And so I think what we have done at Fluence is have built a decentralized solution that we think is very relevant for enterprise and we put the crypto blockchain piece on that just where necessary.
And that's necessary for us in terms of rewarding so bootstrapping the network. And so we pay early providers in tokens and it's set with a dollar rate, so it's just not an arbitrary amount.
Fluence
But there's a bootstrapping component of crypto and then there's a security thing of crypto security aspect of crypto where the nodes, you have to stake to the nodes or the CPUs or GPUs have to stake the compute in order to get trust. Because you don't have trust in a decentralized system.
Just magically it doesn't appear right. You trust Amazon because they've been building a business for decades and have spent billions on it. And you know there's something there behind it.
If you're going to do a decentralized solution, you need some trust level beside because you know, these people haven't been around nearly as long and you may not even know who's providing that compute. And so economics is what provides that trust. And then for us that is crypto staked to those providers.
Fluence
And so I think though, and there's obviously payments can happen as well via crypto. Now we also have a fiat front end, so we expect no business in this space to be able to scale if it doesn't take fiat. And so that fiat obviously can get converted into crypto.
But Ideally that is completely transparent to the customer who doesn't know it. So I guess what I'm saying here is that different than like a defi protocol or defi offering.
A lot of the stuff in the decentralized compute space is off chain because the compute is off chain because it just doesn't scale onchain compute. Smart contract based on chain compute just doesn't really scale level of what we need.
Fluence
And so we're using these services and using crypto economics and crypto security where relevant to enable these decentralized solutions to work and effectively enable DePIN to work.
Titan Network
Plus we also bring the transparency. I think that's one of the really things that enable people to shine and participate because we now make payments based on the transparent ledger that everyone can see and validate.
I have contributed X amounts of my resources. I have received a corresponding payment because it comes from the original renter of the resources. With this transparency all of us can now have less requirement and trust into a specific black box body like a traditional cloud provider and more just have confidence in what is happening on chain is actually what is happening in the real world as well.

(Items listed in a dataset)
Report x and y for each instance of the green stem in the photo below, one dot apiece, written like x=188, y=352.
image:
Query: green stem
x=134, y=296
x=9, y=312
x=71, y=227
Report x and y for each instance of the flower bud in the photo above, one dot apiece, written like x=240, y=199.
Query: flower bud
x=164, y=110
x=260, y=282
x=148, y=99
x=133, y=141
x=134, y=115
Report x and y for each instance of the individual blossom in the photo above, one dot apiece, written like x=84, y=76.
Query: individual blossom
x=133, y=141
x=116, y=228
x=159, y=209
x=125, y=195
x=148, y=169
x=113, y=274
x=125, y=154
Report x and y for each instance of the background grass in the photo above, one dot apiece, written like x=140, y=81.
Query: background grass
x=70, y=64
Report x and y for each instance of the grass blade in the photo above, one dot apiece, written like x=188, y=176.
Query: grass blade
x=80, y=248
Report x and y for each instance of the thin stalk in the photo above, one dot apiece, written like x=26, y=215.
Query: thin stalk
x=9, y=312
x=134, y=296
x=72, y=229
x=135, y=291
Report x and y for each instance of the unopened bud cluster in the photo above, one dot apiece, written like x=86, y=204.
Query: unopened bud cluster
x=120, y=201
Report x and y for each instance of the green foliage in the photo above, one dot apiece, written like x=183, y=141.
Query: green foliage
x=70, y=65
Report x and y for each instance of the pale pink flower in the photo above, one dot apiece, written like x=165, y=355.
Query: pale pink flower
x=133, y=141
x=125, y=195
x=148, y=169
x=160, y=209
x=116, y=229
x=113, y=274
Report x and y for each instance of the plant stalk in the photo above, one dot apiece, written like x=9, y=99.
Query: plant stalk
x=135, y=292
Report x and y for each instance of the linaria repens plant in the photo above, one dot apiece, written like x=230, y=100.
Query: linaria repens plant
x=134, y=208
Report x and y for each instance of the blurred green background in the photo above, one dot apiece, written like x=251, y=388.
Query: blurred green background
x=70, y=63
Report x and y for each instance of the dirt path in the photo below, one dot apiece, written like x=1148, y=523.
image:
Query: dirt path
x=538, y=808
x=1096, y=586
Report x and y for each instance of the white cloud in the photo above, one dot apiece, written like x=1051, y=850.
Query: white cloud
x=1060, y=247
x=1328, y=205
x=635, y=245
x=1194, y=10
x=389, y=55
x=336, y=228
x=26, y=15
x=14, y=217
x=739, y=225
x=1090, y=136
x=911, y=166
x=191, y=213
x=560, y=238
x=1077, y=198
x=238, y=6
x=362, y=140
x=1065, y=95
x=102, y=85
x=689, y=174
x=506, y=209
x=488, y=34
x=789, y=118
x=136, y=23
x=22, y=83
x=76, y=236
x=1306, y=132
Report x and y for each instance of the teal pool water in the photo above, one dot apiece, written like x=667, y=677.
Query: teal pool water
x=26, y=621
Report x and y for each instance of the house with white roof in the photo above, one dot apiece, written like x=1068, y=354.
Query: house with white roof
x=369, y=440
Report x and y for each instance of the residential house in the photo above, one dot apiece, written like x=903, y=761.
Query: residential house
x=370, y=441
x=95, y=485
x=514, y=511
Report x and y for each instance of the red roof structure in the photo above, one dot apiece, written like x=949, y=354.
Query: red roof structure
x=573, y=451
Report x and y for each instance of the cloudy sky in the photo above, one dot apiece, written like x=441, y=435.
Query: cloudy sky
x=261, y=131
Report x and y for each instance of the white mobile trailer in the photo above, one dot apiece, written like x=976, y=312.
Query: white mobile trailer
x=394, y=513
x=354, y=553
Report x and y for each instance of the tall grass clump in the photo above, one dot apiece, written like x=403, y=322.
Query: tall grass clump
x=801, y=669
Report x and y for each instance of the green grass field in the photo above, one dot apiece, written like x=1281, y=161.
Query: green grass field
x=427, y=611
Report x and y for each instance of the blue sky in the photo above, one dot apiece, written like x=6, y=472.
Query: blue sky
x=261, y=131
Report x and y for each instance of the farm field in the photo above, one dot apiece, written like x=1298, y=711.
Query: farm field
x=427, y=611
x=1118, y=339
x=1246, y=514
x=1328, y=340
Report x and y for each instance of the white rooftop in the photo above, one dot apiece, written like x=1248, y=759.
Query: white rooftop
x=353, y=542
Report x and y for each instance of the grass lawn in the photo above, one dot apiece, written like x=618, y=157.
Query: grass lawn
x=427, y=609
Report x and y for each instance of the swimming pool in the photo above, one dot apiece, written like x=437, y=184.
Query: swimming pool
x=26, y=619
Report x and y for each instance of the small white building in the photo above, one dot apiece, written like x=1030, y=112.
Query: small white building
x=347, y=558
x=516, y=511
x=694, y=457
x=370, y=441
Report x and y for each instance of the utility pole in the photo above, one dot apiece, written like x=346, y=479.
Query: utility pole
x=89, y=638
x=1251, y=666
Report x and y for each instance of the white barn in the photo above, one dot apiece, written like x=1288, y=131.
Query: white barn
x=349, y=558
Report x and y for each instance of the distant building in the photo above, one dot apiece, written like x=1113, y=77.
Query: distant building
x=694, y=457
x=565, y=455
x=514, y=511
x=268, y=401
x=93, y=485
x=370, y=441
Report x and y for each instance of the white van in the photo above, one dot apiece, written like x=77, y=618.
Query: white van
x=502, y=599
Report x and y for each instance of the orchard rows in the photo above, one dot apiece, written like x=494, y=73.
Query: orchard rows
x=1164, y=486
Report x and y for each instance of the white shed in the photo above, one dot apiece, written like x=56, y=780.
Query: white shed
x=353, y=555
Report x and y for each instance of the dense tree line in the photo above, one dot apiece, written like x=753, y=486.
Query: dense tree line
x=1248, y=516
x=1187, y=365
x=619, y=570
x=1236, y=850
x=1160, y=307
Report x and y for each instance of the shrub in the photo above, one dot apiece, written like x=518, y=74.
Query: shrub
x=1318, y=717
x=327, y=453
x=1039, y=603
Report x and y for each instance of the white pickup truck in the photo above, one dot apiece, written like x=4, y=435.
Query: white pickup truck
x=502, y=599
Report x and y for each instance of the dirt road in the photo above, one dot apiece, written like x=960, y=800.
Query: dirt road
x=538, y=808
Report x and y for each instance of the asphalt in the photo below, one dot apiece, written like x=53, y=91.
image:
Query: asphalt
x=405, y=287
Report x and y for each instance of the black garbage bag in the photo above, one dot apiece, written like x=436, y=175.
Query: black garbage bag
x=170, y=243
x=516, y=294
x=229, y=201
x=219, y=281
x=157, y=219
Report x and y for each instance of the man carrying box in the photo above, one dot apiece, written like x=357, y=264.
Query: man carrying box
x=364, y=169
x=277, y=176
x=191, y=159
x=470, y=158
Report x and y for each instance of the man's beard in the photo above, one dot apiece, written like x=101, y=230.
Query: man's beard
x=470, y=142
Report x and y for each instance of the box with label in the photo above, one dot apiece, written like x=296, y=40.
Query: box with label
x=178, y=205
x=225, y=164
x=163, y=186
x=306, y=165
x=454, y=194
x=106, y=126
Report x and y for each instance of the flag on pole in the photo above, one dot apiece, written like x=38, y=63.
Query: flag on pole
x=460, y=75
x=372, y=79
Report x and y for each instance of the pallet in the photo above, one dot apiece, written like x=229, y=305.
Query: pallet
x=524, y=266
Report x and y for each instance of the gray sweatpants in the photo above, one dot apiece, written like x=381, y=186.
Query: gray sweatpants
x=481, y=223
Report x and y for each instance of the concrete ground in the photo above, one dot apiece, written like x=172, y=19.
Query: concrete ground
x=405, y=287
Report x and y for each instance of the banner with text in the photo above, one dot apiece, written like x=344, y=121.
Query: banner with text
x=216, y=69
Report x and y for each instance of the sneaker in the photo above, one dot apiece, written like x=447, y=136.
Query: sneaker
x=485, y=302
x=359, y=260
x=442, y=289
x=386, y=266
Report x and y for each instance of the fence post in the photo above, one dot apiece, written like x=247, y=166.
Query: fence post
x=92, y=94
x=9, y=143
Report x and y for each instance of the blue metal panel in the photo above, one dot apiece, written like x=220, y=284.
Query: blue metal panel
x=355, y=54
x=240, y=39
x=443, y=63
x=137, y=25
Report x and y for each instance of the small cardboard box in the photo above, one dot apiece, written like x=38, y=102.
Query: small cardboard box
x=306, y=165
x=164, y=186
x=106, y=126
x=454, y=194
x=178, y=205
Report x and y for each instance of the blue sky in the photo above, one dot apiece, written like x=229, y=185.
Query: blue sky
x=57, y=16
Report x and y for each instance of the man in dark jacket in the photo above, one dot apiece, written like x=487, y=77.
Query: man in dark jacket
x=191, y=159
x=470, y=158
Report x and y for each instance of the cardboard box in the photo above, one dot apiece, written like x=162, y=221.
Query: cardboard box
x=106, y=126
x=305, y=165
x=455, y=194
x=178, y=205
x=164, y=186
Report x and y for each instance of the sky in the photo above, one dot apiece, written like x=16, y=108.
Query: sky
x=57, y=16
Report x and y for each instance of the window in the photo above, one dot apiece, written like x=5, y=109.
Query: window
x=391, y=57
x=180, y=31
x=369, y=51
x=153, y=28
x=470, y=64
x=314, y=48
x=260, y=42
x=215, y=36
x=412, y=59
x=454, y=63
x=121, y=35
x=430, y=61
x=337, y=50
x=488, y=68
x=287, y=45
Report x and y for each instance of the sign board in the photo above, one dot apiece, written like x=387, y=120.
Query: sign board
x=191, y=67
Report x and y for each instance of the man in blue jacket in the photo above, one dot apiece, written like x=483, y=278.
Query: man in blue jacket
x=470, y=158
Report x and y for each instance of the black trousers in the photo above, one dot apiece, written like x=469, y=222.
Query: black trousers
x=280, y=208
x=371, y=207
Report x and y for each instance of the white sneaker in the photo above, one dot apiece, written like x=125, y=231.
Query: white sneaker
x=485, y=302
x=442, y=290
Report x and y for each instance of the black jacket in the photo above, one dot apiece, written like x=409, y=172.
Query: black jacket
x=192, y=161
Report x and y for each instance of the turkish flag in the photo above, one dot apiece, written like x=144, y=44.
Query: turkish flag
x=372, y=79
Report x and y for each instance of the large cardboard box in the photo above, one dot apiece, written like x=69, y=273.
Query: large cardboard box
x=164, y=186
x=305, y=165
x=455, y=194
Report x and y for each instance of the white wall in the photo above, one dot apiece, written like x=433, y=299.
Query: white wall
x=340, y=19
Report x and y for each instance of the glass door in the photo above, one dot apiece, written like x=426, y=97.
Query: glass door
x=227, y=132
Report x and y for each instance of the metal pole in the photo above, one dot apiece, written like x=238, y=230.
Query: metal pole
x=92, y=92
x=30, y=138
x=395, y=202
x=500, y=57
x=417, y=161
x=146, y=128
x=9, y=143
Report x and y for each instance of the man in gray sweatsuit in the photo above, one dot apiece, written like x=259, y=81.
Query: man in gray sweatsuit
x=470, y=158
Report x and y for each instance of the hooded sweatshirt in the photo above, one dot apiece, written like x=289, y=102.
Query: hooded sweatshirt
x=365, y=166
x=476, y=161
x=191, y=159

**Exercise prompt:** In the decentralized compute transcript, substitute "corporate customers" for "enterprise" and write out the passage between "And so I think what" and "a decentralized system.", inclusive. This material stands apart from the decentralized compute transcript.

**Result of this exercise:**
And so I think what we have done at Fluence is have built a decentralized solution that we think is very relevant for corporate customers and we put the crypto blockchain piece on that just where necessary.
And that's necessary for us in terms of rewarding so bootstrapping the network. And so we pay early providers in tokens and it's set with a dollar rate, so it's just not an arbitrary amount.
Fluence
But there's a bootstrapping component of crypto and then there's a security thing of crypto security aspect of crypto where the nodes, you have to stake to the nodes or the CPUs or GPUs have to stake the compute in order to get trust. Because you don't have trust in a decentralized system.